**Directions for this task**
Treat the line containing "[pin] brown leather belt -- one per line" as the first line of the answer and the last line of the data as its final line, reproducing every line between exactly.
=-=-=
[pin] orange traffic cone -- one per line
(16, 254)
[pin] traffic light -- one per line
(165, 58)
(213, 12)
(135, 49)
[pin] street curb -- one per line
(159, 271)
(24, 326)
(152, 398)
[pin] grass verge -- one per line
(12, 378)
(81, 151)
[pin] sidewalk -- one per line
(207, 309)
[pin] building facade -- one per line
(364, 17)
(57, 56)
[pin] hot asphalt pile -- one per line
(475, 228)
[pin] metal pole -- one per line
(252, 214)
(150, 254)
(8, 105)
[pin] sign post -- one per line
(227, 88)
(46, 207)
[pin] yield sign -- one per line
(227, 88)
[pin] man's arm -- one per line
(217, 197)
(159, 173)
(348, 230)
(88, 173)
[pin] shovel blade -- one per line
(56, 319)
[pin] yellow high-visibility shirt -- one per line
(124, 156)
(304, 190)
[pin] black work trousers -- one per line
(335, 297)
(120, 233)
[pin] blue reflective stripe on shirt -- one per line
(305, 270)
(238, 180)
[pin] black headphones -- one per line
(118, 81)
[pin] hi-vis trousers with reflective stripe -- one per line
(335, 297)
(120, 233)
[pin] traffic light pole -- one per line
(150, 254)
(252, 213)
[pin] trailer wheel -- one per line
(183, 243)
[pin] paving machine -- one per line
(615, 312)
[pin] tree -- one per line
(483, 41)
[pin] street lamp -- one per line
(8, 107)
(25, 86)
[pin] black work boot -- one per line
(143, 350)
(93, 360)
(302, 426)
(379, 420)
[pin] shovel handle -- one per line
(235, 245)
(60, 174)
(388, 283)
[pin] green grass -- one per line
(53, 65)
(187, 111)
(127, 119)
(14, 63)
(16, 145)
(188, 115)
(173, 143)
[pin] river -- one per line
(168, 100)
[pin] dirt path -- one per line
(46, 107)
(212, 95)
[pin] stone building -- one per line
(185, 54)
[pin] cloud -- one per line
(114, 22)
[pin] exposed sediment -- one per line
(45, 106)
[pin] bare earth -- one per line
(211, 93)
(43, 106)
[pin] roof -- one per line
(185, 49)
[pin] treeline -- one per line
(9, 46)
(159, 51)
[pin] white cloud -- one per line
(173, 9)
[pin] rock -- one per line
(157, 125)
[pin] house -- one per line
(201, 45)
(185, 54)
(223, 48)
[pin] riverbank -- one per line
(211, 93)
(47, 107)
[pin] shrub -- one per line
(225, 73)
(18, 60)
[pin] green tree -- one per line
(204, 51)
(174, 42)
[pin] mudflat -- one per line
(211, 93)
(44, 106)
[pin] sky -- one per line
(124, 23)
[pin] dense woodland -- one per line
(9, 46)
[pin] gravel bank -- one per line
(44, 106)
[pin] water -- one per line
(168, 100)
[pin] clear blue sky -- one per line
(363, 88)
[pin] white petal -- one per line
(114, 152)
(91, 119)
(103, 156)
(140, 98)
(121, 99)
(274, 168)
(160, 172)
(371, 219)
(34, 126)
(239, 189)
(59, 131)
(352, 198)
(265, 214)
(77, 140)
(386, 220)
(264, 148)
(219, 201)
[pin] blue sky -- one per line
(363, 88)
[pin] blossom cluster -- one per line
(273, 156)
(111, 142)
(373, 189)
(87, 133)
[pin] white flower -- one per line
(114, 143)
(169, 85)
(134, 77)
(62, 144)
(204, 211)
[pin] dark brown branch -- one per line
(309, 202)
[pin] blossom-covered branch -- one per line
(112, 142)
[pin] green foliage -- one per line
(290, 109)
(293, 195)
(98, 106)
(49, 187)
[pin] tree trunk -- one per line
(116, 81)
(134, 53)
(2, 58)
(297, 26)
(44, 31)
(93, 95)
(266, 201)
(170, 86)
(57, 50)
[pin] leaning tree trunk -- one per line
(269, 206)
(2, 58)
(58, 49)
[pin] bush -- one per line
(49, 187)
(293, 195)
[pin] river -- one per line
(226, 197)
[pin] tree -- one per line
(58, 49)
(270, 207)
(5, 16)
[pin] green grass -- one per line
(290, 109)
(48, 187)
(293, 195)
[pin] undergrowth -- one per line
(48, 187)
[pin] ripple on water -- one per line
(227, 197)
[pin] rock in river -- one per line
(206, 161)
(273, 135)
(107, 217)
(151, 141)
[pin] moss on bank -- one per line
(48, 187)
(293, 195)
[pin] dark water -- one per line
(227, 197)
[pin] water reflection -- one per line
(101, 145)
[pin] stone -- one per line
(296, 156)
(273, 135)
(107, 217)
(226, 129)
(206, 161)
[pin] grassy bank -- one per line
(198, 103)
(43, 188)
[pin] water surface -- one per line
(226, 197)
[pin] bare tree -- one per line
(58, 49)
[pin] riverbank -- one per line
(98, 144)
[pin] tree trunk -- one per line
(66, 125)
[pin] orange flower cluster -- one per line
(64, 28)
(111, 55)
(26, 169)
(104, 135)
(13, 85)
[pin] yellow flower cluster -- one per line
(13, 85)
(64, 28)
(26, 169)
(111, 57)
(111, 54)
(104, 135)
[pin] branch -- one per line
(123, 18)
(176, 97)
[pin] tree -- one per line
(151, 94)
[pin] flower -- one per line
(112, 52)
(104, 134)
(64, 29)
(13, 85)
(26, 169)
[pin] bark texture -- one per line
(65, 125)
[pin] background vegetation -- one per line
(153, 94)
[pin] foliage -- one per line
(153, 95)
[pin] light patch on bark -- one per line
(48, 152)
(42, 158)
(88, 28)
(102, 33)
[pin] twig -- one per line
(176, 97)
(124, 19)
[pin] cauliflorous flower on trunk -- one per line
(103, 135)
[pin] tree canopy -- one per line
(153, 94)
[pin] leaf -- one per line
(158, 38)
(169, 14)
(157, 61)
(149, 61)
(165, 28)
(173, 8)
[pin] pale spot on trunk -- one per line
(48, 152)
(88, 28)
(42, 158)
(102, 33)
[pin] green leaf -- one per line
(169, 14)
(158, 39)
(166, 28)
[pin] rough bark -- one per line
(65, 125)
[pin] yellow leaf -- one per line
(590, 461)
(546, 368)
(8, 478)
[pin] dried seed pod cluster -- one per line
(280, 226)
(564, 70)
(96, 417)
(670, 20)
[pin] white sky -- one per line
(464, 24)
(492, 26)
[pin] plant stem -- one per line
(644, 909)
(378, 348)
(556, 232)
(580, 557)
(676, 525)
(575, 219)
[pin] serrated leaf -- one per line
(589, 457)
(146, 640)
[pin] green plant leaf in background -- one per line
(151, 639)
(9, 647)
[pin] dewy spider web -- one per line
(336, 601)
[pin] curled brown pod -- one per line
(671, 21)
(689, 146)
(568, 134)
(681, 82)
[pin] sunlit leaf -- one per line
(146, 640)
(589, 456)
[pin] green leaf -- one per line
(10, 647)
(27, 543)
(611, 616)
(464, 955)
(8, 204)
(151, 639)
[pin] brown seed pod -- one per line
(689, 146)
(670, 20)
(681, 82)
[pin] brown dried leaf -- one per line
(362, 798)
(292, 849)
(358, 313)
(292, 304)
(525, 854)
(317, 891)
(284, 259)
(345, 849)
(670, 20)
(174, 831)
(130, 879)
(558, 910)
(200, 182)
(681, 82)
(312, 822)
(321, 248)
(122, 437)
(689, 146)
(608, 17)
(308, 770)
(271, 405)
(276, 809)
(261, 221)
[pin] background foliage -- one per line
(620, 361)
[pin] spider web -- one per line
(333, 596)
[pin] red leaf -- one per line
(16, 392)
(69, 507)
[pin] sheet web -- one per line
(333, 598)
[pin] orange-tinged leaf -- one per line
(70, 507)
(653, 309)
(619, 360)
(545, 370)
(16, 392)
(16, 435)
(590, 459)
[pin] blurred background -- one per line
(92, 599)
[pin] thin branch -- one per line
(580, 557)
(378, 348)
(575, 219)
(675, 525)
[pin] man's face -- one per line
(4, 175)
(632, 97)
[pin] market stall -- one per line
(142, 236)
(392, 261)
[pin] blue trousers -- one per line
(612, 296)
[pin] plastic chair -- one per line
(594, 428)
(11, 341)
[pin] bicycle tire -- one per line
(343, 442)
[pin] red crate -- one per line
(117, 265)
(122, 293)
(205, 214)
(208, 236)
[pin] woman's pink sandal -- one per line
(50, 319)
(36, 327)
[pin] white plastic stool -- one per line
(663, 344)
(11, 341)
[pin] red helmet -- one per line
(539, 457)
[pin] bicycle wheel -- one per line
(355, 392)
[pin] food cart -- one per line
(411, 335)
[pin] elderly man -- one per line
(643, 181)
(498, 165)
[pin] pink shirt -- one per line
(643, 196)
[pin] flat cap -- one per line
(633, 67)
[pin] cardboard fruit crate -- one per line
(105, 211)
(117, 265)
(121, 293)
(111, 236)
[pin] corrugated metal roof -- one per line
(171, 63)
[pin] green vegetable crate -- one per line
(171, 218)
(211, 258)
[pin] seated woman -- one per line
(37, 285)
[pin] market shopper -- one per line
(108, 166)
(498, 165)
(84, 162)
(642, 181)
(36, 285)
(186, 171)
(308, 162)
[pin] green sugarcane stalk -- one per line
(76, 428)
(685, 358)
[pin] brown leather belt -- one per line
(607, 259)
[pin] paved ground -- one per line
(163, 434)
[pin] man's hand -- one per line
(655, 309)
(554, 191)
=-=-=
**Answer**
[pin] brown leather belt -- one per line
(607, 259)
[pin] paved ground -- one per line
(163, 434)
[pin] man's hand -- one per line
(655, 309)
(554, 191)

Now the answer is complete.